YOUR TASK: Scan the entries below and extract each line with the word "before" in it.

EXERCISE MATERIAL:
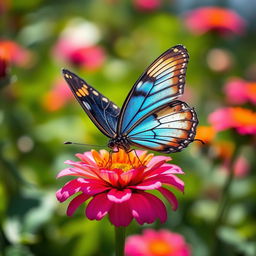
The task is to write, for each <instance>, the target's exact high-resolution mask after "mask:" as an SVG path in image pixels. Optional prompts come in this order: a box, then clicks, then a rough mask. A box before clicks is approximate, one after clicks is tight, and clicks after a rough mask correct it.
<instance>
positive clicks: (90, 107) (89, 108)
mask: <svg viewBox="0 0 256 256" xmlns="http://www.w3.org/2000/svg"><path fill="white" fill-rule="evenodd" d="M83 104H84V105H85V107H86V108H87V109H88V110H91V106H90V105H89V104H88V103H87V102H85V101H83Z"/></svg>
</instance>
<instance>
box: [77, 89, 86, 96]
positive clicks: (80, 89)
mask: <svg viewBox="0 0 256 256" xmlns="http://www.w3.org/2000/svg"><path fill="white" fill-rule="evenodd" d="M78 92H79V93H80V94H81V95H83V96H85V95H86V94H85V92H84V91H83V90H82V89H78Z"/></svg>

--

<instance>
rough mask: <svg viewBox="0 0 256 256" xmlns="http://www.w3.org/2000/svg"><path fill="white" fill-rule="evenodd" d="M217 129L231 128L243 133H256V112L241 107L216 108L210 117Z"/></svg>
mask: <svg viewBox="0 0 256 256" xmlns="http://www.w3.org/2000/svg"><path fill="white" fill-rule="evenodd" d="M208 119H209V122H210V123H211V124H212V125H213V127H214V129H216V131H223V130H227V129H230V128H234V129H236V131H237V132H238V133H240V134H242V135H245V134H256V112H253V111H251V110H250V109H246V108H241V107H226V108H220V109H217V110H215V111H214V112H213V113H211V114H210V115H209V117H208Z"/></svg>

==

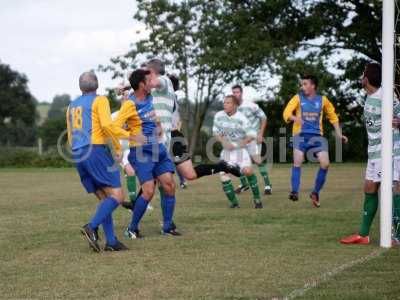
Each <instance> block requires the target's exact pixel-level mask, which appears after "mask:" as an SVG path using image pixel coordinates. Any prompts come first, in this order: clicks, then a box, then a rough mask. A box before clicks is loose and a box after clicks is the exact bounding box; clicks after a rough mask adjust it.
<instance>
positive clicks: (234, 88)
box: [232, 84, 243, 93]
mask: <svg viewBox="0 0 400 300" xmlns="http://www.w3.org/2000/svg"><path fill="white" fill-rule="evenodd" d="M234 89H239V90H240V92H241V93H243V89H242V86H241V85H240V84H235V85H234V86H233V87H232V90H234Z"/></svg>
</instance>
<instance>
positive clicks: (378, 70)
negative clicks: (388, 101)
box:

ANSWER SPACE:
The task is to write, for each <instance>, the target's exact high-resolution mask after "mask:" as an SVG path in image pixels. Optional prompts come in this order: a box, then clicks, then a rough mask. A box before clicks is approximate, one after clicks is tight, and clicks after a rough mask correct it.
Each <instance> block requires the target's exact pixel-level mask, which appears after "mask:" as an SVG path using image pixel coordinates. Any prompts come first, in this order: clicks, then a box, then a rough mask. A box before clicks is loose and a box after clicks is the exact bounding box; clicks after a rough mask adjust it.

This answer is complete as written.